§ **What needs to be done**
Pull out every line in the rows below that contains the string "chair", and copy each one in full. Case counts.

Start Supplied records

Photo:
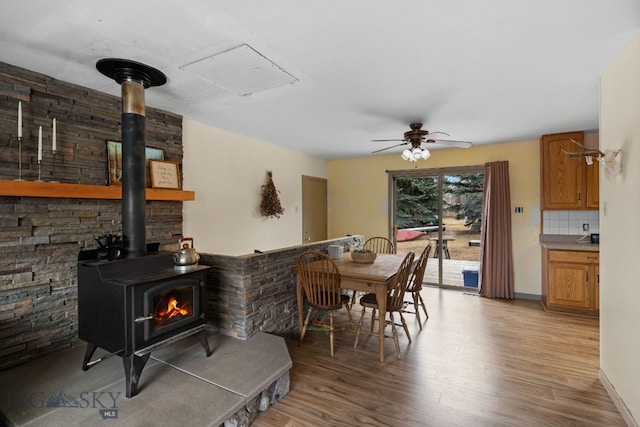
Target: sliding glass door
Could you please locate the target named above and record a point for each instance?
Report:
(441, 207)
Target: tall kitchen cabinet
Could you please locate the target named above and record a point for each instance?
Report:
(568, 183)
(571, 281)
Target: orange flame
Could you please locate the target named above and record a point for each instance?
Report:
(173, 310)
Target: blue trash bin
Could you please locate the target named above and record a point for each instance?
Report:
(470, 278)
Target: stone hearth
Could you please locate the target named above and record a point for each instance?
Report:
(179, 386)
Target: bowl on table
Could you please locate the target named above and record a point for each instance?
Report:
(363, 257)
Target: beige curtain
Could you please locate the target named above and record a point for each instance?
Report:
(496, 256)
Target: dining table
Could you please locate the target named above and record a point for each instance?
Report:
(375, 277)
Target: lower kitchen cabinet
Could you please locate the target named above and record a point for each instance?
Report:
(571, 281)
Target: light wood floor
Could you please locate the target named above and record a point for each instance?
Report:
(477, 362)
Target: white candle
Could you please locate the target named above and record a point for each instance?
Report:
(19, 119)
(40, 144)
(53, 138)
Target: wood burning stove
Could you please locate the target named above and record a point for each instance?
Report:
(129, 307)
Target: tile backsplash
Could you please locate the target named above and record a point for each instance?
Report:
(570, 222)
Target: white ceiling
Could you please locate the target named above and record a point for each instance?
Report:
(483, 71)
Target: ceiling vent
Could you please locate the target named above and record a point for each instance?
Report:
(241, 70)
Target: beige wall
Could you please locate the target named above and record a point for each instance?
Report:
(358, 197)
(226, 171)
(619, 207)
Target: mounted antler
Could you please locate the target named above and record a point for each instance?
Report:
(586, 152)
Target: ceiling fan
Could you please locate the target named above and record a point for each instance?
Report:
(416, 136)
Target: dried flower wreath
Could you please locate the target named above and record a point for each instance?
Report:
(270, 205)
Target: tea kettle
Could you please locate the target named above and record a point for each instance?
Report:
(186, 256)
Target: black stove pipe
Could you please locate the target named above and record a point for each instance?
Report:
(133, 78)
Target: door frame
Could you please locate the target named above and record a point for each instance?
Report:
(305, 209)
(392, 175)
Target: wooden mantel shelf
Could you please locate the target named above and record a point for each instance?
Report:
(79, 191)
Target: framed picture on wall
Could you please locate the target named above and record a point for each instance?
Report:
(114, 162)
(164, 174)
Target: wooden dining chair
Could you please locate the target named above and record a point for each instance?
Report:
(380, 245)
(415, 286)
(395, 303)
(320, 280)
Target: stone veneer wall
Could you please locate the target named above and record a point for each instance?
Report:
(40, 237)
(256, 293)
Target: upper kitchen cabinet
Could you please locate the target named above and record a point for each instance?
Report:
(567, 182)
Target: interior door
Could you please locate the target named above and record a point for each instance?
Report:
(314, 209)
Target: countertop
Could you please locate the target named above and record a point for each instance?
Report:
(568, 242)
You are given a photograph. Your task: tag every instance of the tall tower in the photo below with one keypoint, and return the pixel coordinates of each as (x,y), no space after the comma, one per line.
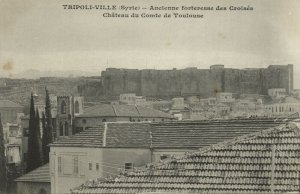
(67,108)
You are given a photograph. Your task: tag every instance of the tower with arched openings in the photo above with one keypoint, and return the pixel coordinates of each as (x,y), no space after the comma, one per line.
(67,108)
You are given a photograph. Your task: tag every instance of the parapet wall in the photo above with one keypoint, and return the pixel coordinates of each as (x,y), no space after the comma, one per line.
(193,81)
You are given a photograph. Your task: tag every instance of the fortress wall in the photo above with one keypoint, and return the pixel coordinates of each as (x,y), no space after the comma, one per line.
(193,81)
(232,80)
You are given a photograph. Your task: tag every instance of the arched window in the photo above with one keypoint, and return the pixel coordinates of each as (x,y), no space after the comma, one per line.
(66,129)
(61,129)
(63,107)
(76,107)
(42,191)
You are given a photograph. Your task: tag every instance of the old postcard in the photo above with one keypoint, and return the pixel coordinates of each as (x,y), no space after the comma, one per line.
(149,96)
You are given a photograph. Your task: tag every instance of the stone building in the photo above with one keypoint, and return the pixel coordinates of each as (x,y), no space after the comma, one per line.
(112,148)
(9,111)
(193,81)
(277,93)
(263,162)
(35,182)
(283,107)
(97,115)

End Supplied records
Start Supplied records

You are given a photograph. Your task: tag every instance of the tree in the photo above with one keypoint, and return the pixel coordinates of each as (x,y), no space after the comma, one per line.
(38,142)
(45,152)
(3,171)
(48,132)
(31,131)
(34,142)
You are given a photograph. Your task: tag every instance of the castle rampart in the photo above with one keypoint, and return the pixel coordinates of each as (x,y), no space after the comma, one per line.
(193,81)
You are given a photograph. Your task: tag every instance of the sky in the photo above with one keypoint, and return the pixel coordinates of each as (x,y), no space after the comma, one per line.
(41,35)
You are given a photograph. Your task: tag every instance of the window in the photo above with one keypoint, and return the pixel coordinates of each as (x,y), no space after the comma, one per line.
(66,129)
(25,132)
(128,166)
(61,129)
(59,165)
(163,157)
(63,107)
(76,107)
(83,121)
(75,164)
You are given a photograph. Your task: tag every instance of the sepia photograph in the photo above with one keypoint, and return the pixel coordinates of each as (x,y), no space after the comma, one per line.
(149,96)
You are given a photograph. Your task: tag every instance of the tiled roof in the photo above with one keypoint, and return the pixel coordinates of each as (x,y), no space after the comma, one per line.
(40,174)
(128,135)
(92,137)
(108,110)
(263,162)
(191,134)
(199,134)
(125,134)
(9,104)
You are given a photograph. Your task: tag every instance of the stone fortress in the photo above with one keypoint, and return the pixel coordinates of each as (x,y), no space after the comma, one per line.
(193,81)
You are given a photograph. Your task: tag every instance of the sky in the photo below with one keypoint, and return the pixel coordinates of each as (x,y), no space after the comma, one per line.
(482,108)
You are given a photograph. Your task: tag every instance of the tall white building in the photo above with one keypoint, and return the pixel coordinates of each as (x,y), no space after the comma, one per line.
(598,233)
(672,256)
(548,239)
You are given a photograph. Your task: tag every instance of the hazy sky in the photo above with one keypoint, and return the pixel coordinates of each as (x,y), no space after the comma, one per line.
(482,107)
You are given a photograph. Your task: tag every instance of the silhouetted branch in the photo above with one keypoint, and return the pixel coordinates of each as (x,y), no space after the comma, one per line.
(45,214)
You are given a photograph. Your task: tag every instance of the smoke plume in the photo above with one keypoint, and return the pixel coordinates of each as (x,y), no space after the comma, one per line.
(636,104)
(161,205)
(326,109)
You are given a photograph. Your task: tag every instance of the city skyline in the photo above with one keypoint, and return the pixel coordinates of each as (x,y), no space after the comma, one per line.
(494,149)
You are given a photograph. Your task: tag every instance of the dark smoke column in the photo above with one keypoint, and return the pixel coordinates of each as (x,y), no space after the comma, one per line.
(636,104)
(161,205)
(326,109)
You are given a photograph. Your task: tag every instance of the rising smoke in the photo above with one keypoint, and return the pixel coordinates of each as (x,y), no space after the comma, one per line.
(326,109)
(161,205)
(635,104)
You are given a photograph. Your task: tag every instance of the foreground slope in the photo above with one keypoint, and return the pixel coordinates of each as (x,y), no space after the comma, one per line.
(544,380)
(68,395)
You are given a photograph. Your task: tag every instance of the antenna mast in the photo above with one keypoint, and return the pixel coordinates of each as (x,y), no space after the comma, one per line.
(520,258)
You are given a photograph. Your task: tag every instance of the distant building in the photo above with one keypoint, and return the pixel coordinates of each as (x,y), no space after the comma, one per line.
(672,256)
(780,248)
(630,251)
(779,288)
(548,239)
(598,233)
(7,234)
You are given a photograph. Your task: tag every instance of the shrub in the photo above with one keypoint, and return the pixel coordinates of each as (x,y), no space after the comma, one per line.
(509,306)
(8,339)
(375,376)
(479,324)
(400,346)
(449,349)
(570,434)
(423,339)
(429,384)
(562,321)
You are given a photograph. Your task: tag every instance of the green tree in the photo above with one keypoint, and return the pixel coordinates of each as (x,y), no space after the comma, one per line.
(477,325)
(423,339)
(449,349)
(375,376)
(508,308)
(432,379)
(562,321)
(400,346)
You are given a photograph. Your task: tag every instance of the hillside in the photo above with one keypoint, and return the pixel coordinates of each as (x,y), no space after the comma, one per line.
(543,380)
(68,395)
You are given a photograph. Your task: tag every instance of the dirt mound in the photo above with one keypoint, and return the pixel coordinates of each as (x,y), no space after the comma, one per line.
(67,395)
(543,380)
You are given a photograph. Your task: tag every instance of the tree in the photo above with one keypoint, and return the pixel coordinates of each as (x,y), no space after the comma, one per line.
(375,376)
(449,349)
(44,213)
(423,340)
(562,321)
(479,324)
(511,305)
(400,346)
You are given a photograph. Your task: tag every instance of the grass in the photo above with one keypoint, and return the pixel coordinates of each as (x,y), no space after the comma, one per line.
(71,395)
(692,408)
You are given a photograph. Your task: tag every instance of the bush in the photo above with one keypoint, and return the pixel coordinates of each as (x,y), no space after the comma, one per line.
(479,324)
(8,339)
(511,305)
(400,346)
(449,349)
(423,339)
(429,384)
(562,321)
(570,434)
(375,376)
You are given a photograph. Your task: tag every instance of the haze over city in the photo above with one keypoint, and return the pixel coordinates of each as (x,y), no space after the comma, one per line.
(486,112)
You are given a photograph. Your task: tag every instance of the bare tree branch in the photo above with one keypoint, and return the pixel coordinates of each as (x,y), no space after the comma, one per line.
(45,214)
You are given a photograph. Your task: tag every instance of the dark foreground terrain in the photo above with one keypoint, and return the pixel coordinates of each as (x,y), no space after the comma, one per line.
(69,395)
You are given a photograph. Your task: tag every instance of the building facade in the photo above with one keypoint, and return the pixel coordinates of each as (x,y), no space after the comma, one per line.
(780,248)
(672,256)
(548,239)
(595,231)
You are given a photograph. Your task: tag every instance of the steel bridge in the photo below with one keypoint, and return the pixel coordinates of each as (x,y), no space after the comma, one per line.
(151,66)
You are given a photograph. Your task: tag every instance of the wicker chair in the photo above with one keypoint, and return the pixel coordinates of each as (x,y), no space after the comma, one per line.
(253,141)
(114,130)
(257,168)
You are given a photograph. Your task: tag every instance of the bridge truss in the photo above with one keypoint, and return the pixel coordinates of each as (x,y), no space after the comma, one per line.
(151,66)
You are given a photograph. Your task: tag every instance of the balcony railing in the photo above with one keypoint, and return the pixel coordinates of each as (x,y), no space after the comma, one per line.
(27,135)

End Supplied records

§ **Task response**
Target: wooden dining chair
You are given a photograph. Your task: tag every instance of the wicker chair in the photo above with one keypoint, and return the pixel coordinates of each as (x,y), no space after the comma, one per line.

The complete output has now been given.